══ RECORDS SHOWN ══

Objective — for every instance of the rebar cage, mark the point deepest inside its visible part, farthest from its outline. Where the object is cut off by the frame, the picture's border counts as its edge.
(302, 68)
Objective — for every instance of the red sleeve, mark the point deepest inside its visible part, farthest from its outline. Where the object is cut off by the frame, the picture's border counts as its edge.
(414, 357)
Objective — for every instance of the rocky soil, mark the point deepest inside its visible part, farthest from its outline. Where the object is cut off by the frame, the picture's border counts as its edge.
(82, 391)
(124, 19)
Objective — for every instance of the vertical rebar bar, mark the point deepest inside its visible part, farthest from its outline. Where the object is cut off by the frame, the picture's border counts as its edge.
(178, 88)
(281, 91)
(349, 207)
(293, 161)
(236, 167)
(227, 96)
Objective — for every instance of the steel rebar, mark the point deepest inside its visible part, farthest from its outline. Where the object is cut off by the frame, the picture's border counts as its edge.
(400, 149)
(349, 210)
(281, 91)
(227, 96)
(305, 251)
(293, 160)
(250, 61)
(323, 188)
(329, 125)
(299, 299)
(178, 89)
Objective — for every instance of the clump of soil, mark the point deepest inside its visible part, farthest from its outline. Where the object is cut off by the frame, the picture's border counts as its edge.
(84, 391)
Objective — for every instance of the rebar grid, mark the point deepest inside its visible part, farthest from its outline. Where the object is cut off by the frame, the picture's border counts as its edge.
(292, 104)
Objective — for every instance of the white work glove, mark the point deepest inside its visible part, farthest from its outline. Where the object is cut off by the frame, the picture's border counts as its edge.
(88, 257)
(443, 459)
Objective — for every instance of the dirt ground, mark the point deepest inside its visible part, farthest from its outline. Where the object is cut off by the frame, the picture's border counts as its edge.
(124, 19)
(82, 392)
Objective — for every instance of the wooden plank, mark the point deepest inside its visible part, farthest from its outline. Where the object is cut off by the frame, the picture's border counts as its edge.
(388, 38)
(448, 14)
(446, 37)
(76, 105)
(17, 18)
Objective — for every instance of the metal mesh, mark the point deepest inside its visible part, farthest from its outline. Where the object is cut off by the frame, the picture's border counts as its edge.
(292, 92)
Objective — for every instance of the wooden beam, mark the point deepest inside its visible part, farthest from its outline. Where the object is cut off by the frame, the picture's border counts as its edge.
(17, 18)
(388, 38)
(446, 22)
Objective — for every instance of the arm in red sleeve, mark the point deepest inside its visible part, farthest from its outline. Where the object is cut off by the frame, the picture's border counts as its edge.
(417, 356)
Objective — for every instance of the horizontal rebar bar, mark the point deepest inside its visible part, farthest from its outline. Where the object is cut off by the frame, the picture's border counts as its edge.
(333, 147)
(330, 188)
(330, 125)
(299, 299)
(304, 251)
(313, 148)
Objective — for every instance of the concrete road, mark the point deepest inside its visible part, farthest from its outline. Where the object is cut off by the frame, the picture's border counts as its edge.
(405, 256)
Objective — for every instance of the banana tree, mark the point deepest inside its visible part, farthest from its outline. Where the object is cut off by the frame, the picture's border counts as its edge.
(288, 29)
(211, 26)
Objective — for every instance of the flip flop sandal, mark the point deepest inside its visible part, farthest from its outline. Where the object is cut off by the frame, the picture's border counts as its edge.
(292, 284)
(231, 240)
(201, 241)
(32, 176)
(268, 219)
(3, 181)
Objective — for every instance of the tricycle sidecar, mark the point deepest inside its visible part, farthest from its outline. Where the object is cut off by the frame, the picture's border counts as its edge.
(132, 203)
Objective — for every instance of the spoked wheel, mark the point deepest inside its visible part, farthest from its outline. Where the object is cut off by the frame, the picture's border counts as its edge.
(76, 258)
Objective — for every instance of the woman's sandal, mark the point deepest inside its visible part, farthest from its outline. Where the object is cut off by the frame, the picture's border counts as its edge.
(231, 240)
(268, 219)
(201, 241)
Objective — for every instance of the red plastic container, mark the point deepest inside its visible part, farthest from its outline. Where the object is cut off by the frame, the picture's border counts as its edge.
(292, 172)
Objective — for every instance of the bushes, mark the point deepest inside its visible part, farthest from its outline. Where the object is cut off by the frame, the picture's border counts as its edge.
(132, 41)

═══

→ YOUR INSTRUCTIONS: Reproduce the listing above, replacing every occurrence of "outline" with "boundary" and leaving everything else unchanged.

→ OUTPUT BELOW:
Objective — for every instance of the rebar cage, mark the point deepest inside its visible part, farthest from its boundary. Where the object is cut off by the frame, the picture's border counts as its edge.
(302, 68)
Objective — for every instance of the red sleeve, mark the point deepest inside its visible part, farthest from its boundary. Where the object is cut off by the frame, the picture's border counts as its edge.
(414, 357)
Objective — for every instance of the rocky soil, mark the point deepest inside its visible part, farthest from its boundary. Where the object is cut off by the frame, the picture's border counts as its edge.
(82, 391)
(124, 19)
Objective — for every instance of the vertical rebar bar, mark the point deepest inside its visible part, farthest from its boundary. Where the object is cut off by the frame, the picture's border counts as its edge.
(178, 88)
(281, 91)
(349, 207)
(293, 161)
(236, 167)
(227, 96)
Objective — for every instance of the steel rebar, mark the point deepest inside its visible part, farthest from its boundary. Where the object is cut off by the frame, the picture's border counts as its edge.
(400, 149)
(349, 210)
(281, 91)
(227, 96)
(305, 251)
(293, 160)
(250, 61)
(323, 188)
(329, 125)
(299, 299)
(178, 89)
Objective — for every instance of the clump of soil, mark the point deepest inside its visible part, farthest from its boundary. Where the object is cut off by the frame, the picture's border counts as its edge.
(84, 391)
Objective — for every instance of the rebar grid, mark the point deepest inside its visible part, farthest from its boundary. Where the object is cut off by the frame, the picture's border counts as its edge.
(292, 104)
Objective — for every instance of the white work glove, mark the point deepest inside its visible part, farthest from its boundary. Where the object is cut off by the frame, the picture's border counts as its edge.
(88, 257)
(443, 459)
Objective — for every instance of the dirt ground, mark the point deepest inside its visible part, farthest from its boundary. Where the object is cut off by the frame, the picture's border counts as its edge.
(124, 19)
(82, 392)
Objective — for every instance of the wooden plank, mark the point deepest inside its visible part, farthest from its boundary. Where the object is cut off by the frame, the picture's border counts as its edge.
(388, 38)
(448, 14)
(446, 37)
(76, 105)
(17, 18)
Objective — for every instance of the metal mesh, mark the point deepest inside its visible part, farthest from its boundary. Where the object is cut off by the frame, the picture's border counts as its edge.
(292, 92)
Objective — for every instance of the wooden beam, mark the point deepest inside its visible part, farthest from its boundary. Where the object is cut off by the frame, the picture's border counts as its edge.
(17, 18)
(388, 38)
(446, 22)
Objective — for every instance of the arm in red sleeve, mark the point deepest inside its visible part, farthest from its boundary. Where the object is cut off by the frame, the picture's border counts as its edge.
(417, 356)
Objective — for every instance of the horizontal rebar bar, mark the point deepest inside its visible part, farthest from its boundary. Where the object is cut off by the frame, the picture's border counts as its edge.
(333, 147)
(330, 188)
(330, 125)
(299, 299)
(304, 251)
(313, 148)
Objective — for every instance of the concrete road, mark the point deepest inside its visible part, farthest from its boundary. Where the object is cut off by the frame, the picture's border counts as its edge.
(405, 256)
Objective — for every instance of the banana tree, mark the point deepest inside its visible part, farthest from its boundary. Where the object is cut off by the frame, the picture's border counts as its edge.
(288, 29)
(211, 26)
Objective — for every instance of the flip flop sandal, mark the point deepest inside its visible part, farthest from its boundary. Where the object is cut off by the frame, the picture's border counts as its edge.
(292, 284)
(231, 240)
(201, 241)
(32, 176)
(268, 219)
(3, 181)
Objective — for every instance of the tricycle sidecar, mark the point deepest inside its visible part, farthest from its boundary. Where the object is cut off by the frame, the picture's border counts as its edge.
(132, 203)
Objective — for every instance of the spoked wheel, mark the point deepest inside its visible part, farthest from its boundary. Where the object is cut off by the frame, the picture's border counts as its edge.
(76, 258)
Objective — for every instance of the woman's sandal, mark the point deepest inside its visible part, farthest from its boundary. Where the object is cut off by the frame, the picture's border counts as its edge.
(231, 240)
(268, 219)
(201, 241)
Objective — for every instance of the red plastic container, mark the point deepest inside its visible part, farthest from its boundary. Where the object is cut off by the frame, the picture's border counts as its edge.
(292, 172)
Objective — for every instance of the bushes, mark the point deepest inside its visible part, farthest from its boundary. Where the object is cut off by the frame, the picture's border counts as its edge.
(132, 41)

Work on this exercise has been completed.